Records provided:
=====

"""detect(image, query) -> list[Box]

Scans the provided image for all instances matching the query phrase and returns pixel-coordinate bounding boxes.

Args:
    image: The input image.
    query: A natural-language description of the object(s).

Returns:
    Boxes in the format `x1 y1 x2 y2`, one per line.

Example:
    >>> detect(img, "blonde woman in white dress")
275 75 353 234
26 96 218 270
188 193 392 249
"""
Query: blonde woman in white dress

=====

Problem to solve: Only lines with the word "detect" go in the answer. Take them all from the entries above.

Solution to the exercise:
"""detect(image, query) -> list[Box]
    >>> detect(img, "blonde woman in white dress")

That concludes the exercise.